(Block of data)

::::::::::

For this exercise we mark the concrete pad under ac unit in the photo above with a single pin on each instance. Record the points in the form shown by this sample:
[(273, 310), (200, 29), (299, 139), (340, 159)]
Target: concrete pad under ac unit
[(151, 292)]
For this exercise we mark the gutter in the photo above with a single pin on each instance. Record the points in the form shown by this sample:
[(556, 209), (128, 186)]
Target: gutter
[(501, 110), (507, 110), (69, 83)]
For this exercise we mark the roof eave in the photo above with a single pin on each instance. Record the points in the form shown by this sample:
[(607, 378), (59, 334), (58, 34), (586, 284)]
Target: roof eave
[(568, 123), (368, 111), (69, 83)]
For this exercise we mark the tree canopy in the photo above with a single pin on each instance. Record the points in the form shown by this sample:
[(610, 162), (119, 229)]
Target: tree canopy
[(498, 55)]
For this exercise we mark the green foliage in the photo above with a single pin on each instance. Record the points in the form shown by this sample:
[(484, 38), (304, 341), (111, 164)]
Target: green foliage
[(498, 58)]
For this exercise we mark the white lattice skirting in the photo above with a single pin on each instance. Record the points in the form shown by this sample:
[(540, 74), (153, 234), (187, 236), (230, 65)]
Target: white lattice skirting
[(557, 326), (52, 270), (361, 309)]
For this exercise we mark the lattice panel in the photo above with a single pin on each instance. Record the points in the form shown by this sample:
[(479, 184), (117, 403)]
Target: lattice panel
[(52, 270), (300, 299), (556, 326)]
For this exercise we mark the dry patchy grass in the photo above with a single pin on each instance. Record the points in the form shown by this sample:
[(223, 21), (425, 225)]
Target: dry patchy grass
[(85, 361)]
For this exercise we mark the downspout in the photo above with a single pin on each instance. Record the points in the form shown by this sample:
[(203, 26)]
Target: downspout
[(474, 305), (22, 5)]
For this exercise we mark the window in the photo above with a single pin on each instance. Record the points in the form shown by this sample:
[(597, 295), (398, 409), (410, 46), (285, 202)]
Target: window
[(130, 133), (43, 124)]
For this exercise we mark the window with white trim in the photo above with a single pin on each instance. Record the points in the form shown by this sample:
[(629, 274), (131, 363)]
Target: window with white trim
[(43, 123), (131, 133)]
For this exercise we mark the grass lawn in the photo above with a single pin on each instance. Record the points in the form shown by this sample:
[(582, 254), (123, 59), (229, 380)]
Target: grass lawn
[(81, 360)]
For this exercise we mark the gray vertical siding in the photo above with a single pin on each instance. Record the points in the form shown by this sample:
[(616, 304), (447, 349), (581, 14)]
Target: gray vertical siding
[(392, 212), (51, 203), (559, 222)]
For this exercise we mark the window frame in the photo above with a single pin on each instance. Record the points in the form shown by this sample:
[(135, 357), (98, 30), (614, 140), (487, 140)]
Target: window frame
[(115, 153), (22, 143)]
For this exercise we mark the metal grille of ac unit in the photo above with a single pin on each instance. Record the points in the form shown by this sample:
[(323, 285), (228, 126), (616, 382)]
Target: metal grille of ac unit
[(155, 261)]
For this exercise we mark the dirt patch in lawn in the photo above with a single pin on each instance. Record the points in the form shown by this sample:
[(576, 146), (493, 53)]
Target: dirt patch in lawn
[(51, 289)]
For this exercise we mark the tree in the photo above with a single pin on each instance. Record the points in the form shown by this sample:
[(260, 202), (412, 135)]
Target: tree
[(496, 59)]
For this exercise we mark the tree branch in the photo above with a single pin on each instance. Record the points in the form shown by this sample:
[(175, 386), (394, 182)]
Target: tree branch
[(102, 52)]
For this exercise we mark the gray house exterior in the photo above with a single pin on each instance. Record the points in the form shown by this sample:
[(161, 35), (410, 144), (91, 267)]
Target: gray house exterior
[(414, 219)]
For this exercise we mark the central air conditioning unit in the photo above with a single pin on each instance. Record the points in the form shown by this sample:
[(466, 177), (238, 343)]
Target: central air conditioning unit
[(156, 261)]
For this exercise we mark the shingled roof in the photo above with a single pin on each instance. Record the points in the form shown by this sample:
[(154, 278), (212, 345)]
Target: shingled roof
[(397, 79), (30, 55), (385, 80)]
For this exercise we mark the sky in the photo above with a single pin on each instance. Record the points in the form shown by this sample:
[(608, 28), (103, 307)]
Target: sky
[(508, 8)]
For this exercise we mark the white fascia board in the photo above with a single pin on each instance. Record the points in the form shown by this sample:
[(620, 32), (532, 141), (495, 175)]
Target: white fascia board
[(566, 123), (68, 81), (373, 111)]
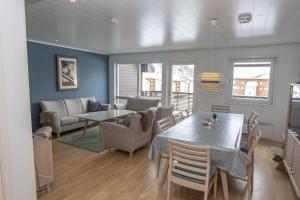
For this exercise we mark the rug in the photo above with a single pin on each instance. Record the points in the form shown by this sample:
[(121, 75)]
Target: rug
[(91, 141)]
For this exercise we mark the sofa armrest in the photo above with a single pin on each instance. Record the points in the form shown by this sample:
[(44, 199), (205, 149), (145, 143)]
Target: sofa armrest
[(105, 107), (51, 119), (120, 106)]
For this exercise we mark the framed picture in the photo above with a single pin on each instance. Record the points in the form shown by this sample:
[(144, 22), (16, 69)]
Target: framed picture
[(67, 72)]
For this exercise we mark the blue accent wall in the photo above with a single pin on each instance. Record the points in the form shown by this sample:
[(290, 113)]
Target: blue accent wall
[(92, 70)]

::::::::::

DIRECTION:
Express the data above as a JSON list of strings, with one string for each line and no entries for blank lines. Cover all of the data, and leave the pictures out of the answer.

THE ANSWER:
[
  "For this exercise we mark the concrete pad under ac unit in the photo above with a single pin on each instance. Record the points in the form shown by this sample:",
  "[(273, 310), (200, 29), (299, 139), (340, 159)]",
  "Target: concrete pad under ac unit",
  "[(151, 292)]",
  "For this exercise we mark the gutter in the photo above with a single pin on each instance. Record the points in the form shown by this sample:",
  "[(556, 209), (128, 186)]",
  "Target: gutter",
  "[(501, 110), (507, 110), (69, 83)]",
  "For this exercise we mark the roof eave in the photo above with a single pin on each instance. Record the points in the form shown by this sample:",
  "[(607, 378), (59, 334), (58, 34), (586, 284)]",
  "Target: roof eave",
  "[(568, 123), (368, 111), (69, 83)]",
  "For this exercise we mark the tree canopy in the photo above with a single pin on each instance. Record the points in the form shown by this sample:",
  "[(610, 162), (119, 229)]",
  "Target: tree canopy",
  "[(498, 55)]",
  "For this exercise we mark the green foliage in the photo above with a single pin on each instance. Record the points in the form shown by this sample:",
  "[(484, 38), (304, 341), (111, 164)]",
  "Target: green foliage",
  "[(498, 58)]",
  "For this exercise we mark the white lattice skirting in the photo above with a single pin on each instance. Record the points in the form shown by this sample:",
  "[(540, 74), (153, 234), (187, 236), (230, 65)]",
  "Target: white lattice skirting",
  "[(557, 326), (52, 270), (361, 309)]",
  "For this exercise we mark the lattice panel in the photo above with a single pin on each instance. Record the points in the form shown by this sample:",
  "[(479, 184), (117, 403)]",
  "Target: lattice panel",
  "[(52, 270), (300, 299), (556, 326)]",
  "For this exercise we mark the dry patchy grass in the photo above with a single pin on each instance. Record the points in the form shown by this sample:",
  "[(223, 21), (425, 225)]",
  "Target: dry patchy grass",
  "[(85, 361)]",
  "For this exercise we mark the downspout in the photo above with a single pin on each instance. Record the points in the form shown by this sample:",
  "[(203, 26)]",
  "Target: downspout",
  "[(474, 305), (22, 5)]",
  "For this exercise we mark the window in the photo above with a single pin on each instance. Record the points in the form shown by this sample:",
  "[(597, 295), (398, 409), (410, 46), (285, 202)]",
  "Target: window",
  "[(130, 133), (43, 124)]",
  "For this exercise we mark the window with white trim in the photo above with a single pin on each instance. Record the points in the form shown by this sample:",
  "[(629, 274), (131, 363)]",
  "Target: window with white trim",
  "[(43, 123), (131, 133)]",
  "For this exercise we mark the grass lawn in the photo above with a single pin on each instance. Record the points in the form shown by this sample:",
  "[(582, 254), (123, 59), (229, 380)]",
  "Target: grass lawn",
  "[(81, 360)]",
  "For this exercise we mark the gray vertical siding in the photo above with a single pin on each instance. Record the points in the form shown by this sample:",
  "[(616, 304), (447, 349), (581, 14)]",
  "Target: gray vertical siding",
  "[(392, 212), (51, 203), (559, 222)]",
  "For this exercise we mark the window frame in the photo above with a single pin on each instance. Record the points in the form shown by this sample:",
  "[(135, 357), (98, 30), (614, 140), (487, 140)]",
  "Target: window frame",
  "[(115, 153), (22, 143)]",
  "For this exercise we mark the metal grille of ac unit in the photo above with a single pin on each instance. Record the points in the form shown by this sample:",
  "[(323, 285), (228, 126), (616, 382)]",
  "Target: metal grille of ac unit",
  "[(155, 261)]",
  "For this exercise we mark the dirt patch in lawn in the photo above with a single pin on each instance. Record the points in the form shown by this sample:",
  "[(576, 146), (493, 53)]",
  "Target: dirt patch in lawn",
  "[(51, 289)]",
  "For this exercise we mark the tree in the photo above with a single pin on each instance. Record the points in the form shown by this sample:",
  "[(260, 202), (412, 135)]",
  "Target: tree",
  "[(496, 59)]",
  "For this exercise we mark the tree branch in the photo above with a single pin on each instance. Record the points in the form shown by this sample:",
  "[(175, 386), (394, 182)]",
  "Target: tree branch",
  "[(102, 52)]",
  "For this exercise we mark the gray house exterior in the photo above with a single pin on each instance. Record the points in the form shown by this sample:",
  "[(161, 35), (410, 144), (91, 267)]",
  "Target: gray house exterior",
  "[(414, 219)]",
  "For this exercise we mark the central air conditioning unit in the photo above with a single pin on each instance. Record the points in the form shown by this sample:",
  "[(466, 177), (238, 343)]",
  "Target: central air conditioning unit",
  "[(156, 261)]",
  "For this exercise we mark the shingled roof in the photo above with a single pin on each instance. Record the points in the form shown by this sample:",
  "[(154, 278), (212, 345)]",
  "Target: shingled roof",
  "[(397, 79), (30, 55), (385, 80)]",
  "For this exercise we mark the sky in the photo above with a single pin on each instance. Record the points in the form shown by this sample:",
  "[(608, 28), (103, 307)]",
  "Target: sky",
  "[(508, 8)]",
  "For this exercise we mark the white fascia board in the photo above with a single pin on each instance. Record the points in the form shown by this sample:",
  "[(620, 32), (532, 141), (495, 175)]",
  "Target: white fascia board",
  "[(566, 123), (68, 81), (373, 111)]",
  "For this exercise we mark the rug in the photo above with a single pin on each instance. Record the points in the form shown by this sample:",
  "[(121, 75)]",
  "Target: rug",
  "[(91, 141)]",
  "For this exercise we mark the sofa armrest in the photo above with a single pin on each instance. Record the points in the form shown by this sample:",
  "[(44, 199), (205, 149), (145, 143)]",
  "Target: sofa armrest",
  "[(105, 107), (51, 119), (120, 106)]",
  "For this exercise we mark the framed picture in the photo above with a single pin on each instance. Record the points in the form shown by this sample:",
  "[(144, 22), (16, 69)]",
  "Target: framed picture",
  "[(67, 72)]",
  "For this exercise we mark the blue accent wall in the photo above with a single pin on each instance. Record the points in the form shown by this sample:",
  "[(290, 113)]",
  "Target: blue accent wall",
  "[(92, 70)]"
]